- **Text**:
★ ★ ★ ★ ★ ★ ★
Renate Aris muss ihn berühren: Den Zaun, an dem ihre Kindheit endete. Er steht noch. Fast 90 Jahre ist Renate Aris alt. Doch wenn sie auf das Haus im Dresdner Stadtteil Briesnitz blickt, ist alles wieder da: "Wir wussten genau: Ihr dürft nicht mit Anderen spielen. Ihr dürft nicht auf die Straße gehen." Der Gartenzaun war das Ende ihrer Welt. Denn Renate Aris' Vater war Jude.
Den gelben Stern, den Renate Aris damals tragen musste, trägt die kleine Frau in ihrer Handtasche. Es war für sie und ihren Bruder eine Kindheit ohne Schule, ohne Schwimmbad, ohne Kindergeburtstage. Viele ihrer Verwandten waren bereits deportiert worden, in den Tod, so wie hunderte der einst rund 5.000 Dresdner Jüdinnen und Juden.
Die Kinder ahnten es. Nur im Schutz der Dunkelheit durften sie manchmal in die Kohlenhandlung gegenüber: Einmal kurz mit anderen Kindern spielen. Dass sie mit dem Leben davon kamen bis Anfang 1945, lag allein an den nicht-jüdischen Eltern ihrer Mutter, bei denen Renate Aris mit ihrer Familie wohnte. Am 13. Februar sollte auch das zu Ende sein.
Mit der Identität der getöteten Freundin
Es war der Faschingsdienstag. Renate Aris' Vater musste zu den Behörden, Papiere abholen. Darauf der Deportationsbefehl für ihn und seine beiden Kinder: Abfahrt in drei Tagen, am 16. Februar 1945. Nur Stunden später, am Abend gegen 22 Uhr, fielen die Bomben der US-Amerikaner und Briten auf Dresden. Und Renate Aris' Mutter fasste einen Entschluss.
"Als mein Vater meiner Mutter von dem Deportationsbefehl erzählt hatte, das war in der Nacht zum 14. Februar, da hat meine Mutter gesagt: Ich lasse meine Kinder nicht in den Tod gehen, ich fliehe mit ihnen", erinnert sich Renate Aris.
Sie lief in die brennende Stadt, zu einer Freundin - und fand sie mit ihren zwei Kindern tot, erschlagen vor ihrem in Flammen stehenden Haus. "Sie kam zurück und hat uns gesagt: Das ist jetzt unser Name, unsere Adresse. Ihr müsst die andere Adresse vergessen. Wir fliehen." Mit der Identität ihrer toten Freundin und deren Kinder suchte sich Renate Aris' Mutter mit ihren Kindern einen Weg durch die Flammen.
★ ★ ★ ★ ★ ★ ★
- **Extrahierte Datensätze**:
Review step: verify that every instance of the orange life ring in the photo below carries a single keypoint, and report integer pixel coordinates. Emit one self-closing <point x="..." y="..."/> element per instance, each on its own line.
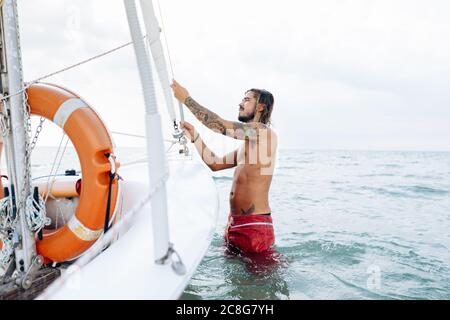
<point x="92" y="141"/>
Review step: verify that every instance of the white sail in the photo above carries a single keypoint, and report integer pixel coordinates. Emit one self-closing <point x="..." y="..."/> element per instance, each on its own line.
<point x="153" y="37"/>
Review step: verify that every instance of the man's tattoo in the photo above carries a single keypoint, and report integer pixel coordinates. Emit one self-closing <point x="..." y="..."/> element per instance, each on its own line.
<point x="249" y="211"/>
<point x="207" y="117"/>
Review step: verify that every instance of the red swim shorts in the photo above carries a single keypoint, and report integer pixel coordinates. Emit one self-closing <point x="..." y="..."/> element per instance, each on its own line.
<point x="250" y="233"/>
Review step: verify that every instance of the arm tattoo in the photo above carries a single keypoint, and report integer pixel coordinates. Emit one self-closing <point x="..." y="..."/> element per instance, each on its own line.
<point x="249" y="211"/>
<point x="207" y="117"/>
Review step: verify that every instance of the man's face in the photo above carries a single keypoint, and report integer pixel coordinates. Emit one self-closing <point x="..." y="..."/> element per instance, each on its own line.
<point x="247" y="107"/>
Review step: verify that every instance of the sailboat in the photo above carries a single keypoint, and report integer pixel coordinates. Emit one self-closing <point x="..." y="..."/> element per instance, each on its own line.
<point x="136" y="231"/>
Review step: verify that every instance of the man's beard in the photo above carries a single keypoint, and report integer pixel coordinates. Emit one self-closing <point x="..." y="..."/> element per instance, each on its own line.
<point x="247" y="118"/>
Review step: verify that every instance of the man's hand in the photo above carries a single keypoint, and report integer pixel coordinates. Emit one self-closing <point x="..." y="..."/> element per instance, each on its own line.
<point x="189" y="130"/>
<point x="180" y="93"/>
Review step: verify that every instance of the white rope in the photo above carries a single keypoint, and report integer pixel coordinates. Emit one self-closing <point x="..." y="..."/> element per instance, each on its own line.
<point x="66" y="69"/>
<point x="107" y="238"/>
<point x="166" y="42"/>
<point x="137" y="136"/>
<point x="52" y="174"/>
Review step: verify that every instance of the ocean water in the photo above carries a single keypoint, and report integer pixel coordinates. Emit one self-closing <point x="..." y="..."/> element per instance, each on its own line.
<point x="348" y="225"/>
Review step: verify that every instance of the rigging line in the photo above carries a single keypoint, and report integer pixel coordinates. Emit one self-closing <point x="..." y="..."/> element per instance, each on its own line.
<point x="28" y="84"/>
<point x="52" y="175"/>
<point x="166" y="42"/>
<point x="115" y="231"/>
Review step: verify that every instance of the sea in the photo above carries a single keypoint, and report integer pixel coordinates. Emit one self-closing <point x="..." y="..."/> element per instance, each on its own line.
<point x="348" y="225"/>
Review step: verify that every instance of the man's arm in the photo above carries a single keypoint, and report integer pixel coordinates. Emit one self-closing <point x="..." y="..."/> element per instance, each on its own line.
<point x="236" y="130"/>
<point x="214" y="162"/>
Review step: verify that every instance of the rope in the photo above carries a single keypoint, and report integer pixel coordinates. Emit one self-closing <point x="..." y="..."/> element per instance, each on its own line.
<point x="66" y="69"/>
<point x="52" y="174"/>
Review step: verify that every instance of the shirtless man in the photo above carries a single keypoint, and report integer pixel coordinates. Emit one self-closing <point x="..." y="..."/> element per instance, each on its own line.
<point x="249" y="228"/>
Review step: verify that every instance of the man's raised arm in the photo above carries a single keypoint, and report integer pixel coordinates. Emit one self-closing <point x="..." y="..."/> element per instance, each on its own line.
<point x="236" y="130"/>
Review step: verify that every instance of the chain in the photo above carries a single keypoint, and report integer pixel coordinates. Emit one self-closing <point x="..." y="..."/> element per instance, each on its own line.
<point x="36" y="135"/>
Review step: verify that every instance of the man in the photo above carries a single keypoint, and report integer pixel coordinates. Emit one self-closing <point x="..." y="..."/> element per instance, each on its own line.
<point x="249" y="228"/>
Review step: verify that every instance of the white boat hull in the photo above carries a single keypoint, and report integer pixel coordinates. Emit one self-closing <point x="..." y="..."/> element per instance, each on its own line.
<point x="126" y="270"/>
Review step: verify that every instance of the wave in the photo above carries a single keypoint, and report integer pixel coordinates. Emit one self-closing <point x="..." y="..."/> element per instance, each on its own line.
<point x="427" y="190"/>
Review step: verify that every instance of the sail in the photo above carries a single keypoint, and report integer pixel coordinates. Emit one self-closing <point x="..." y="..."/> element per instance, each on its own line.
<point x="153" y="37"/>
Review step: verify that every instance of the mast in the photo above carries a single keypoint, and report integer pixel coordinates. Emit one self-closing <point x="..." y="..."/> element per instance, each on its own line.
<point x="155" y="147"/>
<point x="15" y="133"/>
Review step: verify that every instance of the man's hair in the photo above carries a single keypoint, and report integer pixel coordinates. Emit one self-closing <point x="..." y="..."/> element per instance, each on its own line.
★ ★ ★ ★ ★ ★ ★
- **Zu bearbeiten**:
1. Für welchen Tag war laut dem Text über Renate Aris die Abfahrt zur Deportation ihres Vaters und seiner beiden Kinder angesetzt?
2. Bitte setze den Text über Renate Aris nach seinem letzten Satz fort.
Die Datensätze spielen hierbei keine Rolle.

- **Gelöste Aufgaben**:
1. Für den 16. Februar 1945.

2.
Flucht durchs Flammenmeer
Renate Aris kann sich an Trümmer erinnern, an Teile von Menschenkörpern, an Feuer. Aber nicht an Gefühle. "Wir haben funktioniert, wir hatten Angst. Wir sind um unser Leben geflohen. Das war uns vollkommen klar. Die ganze Familie war ja schon im KZ." Ihre Kinderaugen, sagt Renate Aris, hätten vieles gesehen, was Kinderaugen nie sehen dürfen.
Auf dem Altmarkt Trümmer, nur die Reste der Kreuzkirche erkannte das neun Jahre alte Mädchen wieder. "Wir konnten nur dort gehen, wo Leichen lagen - denn dort brannte es nicht." Anderthalb Tage dauerte ihre Flucht durch das brennende Dresden. Immer nach Osten, denn dort irgendwo sollte die Rote Armee kämpfen, die Rettung.
Die Familie kam nur bis in den Osten Dresdens, bis an den Elbhang hoch über dem Blauen Wunder. Bekannte der Eltern besaßen dort eine Villa. Die war überfüllt mit Flüchtenden, doch ein kleines Ankleidezimmer mit vier Liegen war noch frei. Die vierköpfige Familie konnte sich darin verstecken.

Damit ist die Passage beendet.